> **Task to complete**
How many lines of the records below contain the word "uniform"? Reply with the number only.

> **Data in this exercise**
[BEGIN]
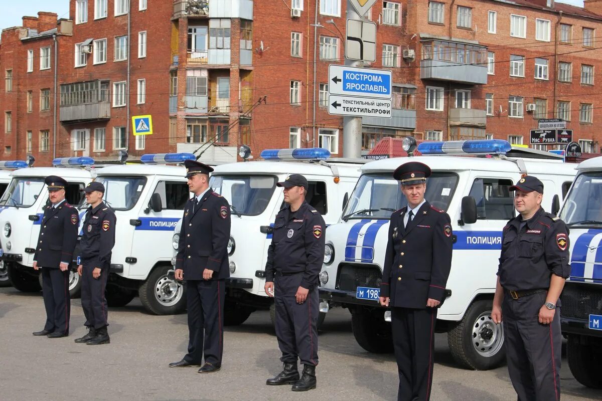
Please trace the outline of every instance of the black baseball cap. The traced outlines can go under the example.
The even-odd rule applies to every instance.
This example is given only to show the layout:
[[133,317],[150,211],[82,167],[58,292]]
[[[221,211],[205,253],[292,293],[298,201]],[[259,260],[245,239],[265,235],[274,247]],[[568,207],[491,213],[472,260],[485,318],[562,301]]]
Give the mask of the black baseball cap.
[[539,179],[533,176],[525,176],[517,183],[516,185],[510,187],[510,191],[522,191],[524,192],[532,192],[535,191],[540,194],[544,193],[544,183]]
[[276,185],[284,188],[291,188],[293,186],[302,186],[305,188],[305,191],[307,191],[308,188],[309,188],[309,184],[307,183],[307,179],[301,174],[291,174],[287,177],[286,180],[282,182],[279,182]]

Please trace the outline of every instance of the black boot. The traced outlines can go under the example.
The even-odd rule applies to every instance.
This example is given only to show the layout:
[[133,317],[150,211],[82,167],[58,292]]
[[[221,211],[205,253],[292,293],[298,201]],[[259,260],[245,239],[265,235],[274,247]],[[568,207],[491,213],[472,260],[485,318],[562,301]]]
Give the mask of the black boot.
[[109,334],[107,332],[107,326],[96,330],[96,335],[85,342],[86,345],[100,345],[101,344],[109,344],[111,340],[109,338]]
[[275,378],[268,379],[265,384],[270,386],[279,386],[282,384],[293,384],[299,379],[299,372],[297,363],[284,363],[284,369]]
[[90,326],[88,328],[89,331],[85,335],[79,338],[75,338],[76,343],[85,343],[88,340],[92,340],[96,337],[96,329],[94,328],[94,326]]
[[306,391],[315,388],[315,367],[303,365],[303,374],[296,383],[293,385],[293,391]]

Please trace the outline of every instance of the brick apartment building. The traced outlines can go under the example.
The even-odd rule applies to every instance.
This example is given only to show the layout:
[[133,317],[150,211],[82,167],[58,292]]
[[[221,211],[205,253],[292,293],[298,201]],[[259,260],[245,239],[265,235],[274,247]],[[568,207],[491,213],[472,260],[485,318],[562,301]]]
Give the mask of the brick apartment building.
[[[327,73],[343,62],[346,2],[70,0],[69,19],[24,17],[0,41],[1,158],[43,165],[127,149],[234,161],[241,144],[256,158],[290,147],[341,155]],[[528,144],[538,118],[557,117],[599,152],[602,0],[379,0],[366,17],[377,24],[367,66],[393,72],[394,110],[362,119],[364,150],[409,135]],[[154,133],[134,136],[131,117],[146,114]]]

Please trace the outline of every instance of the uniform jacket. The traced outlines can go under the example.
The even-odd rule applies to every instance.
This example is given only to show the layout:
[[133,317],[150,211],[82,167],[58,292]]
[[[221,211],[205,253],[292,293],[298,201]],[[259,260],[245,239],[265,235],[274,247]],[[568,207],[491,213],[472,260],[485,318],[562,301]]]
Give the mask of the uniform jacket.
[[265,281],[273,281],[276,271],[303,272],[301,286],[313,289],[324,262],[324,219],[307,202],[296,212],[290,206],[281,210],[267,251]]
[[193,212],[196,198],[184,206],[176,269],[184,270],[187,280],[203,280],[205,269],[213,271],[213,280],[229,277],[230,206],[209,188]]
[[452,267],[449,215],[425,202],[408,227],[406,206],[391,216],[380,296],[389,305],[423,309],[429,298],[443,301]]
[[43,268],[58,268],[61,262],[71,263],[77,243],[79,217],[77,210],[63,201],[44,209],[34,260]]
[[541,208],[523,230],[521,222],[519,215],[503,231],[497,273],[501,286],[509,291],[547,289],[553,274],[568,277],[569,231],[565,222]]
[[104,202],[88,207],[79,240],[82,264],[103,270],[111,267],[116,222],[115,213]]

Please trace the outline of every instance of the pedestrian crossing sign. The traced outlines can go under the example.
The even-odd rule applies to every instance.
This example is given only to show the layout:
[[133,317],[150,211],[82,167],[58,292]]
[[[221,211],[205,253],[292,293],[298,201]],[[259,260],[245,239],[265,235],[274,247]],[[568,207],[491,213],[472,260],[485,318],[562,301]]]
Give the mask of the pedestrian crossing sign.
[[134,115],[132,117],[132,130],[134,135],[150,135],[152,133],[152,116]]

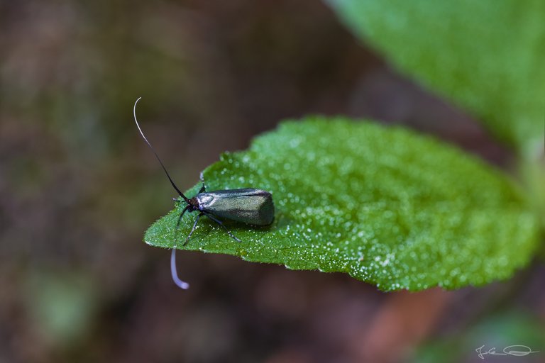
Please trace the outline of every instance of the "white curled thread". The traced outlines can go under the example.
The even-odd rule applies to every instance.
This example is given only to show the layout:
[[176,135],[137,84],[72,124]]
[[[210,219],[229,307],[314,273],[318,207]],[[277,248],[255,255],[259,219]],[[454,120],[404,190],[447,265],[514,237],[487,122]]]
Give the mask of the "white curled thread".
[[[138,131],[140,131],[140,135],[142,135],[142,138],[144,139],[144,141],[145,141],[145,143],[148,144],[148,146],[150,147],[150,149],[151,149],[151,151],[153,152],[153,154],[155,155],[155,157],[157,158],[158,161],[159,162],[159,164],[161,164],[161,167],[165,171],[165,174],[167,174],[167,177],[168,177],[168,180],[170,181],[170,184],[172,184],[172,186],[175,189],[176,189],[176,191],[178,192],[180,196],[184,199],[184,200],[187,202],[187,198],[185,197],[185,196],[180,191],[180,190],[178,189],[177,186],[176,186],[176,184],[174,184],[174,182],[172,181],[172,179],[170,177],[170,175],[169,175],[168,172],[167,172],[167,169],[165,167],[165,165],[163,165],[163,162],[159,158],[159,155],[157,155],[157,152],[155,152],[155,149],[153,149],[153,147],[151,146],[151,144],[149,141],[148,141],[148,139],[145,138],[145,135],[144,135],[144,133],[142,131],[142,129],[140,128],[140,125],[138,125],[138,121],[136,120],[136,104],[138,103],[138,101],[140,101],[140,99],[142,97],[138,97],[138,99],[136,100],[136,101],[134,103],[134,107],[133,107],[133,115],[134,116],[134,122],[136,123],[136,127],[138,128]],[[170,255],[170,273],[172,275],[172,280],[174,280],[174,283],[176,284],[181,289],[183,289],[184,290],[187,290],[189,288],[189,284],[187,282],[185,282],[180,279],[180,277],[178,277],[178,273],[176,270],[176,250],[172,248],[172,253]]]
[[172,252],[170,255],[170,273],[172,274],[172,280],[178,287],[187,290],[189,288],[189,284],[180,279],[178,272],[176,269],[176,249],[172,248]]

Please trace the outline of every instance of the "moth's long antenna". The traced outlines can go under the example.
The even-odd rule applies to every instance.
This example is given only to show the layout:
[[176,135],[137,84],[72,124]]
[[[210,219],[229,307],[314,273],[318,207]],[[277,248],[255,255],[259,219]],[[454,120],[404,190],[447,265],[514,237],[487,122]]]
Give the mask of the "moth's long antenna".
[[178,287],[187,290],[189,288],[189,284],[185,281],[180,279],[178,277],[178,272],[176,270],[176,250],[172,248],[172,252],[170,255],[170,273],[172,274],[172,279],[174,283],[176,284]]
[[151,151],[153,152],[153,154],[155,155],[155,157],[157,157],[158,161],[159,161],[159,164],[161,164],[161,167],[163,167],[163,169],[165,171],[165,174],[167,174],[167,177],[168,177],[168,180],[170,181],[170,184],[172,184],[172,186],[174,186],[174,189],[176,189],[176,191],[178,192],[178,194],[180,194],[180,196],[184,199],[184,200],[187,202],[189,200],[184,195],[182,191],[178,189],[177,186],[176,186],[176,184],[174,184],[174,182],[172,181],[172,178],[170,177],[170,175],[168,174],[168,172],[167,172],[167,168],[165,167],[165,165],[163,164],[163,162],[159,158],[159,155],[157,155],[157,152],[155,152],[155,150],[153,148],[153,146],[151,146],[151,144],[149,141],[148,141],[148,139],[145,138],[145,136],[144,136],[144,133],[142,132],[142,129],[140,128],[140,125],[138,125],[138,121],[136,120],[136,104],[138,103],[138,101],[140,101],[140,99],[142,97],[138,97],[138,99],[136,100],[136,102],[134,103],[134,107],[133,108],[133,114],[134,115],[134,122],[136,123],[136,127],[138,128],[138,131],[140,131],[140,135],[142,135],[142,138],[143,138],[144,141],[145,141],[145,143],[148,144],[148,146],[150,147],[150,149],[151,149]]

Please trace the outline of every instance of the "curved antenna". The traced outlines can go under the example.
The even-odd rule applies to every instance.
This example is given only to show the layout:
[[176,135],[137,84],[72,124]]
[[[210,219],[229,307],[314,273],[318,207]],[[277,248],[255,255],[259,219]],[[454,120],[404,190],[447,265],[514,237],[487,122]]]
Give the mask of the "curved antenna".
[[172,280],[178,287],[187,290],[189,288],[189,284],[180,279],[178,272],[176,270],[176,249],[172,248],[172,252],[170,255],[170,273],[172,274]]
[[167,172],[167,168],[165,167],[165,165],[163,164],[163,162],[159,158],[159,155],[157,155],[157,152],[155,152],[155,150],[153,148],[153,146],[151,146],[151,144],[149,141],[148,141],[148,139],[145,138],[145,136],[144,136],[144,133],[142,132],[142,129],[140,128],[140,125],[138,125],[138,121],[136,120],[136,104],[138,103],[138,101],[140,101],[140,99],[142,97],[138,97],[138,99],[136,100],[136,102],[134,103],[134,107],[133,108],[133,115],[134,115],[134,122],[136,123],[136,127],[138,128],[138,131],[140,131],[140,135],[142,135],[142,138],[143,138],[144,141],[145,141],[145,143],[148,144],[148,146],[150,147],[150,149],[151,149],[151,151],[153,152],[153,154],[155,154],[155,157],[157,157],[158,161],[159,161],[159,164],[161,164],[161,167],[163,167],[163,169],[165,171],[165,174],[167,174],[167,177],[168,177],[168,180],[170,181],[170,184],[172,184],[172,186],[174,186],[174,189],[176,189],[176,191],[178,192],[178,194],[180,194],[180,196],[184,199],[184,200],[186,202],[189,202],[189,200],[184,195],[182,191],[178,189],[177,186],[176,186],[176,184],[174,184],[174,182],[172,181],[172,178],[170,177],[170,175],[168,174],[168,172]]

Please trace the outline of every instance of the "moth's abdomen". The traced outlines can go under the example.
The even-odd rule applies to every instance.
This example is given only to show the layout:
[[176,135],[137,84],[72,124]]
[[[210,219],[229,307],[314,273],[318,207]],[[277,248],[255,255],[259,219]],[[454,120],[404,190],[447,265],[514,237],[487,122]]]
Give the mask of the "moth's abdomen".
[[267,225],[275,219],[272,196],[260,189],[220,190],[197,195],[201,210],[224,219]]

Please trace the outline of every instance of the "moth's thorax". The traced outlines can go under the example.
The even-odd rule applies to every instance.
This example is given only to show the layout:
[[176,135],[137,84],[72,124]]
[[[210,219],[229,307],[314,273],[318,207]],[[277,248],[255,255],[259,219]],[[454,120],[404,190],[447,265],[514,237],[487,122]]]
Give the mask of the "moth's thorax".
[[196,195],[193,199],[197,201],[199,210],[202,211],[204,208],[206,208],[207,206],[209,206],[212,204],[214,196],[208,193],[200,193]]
[END]
> **Solution**
2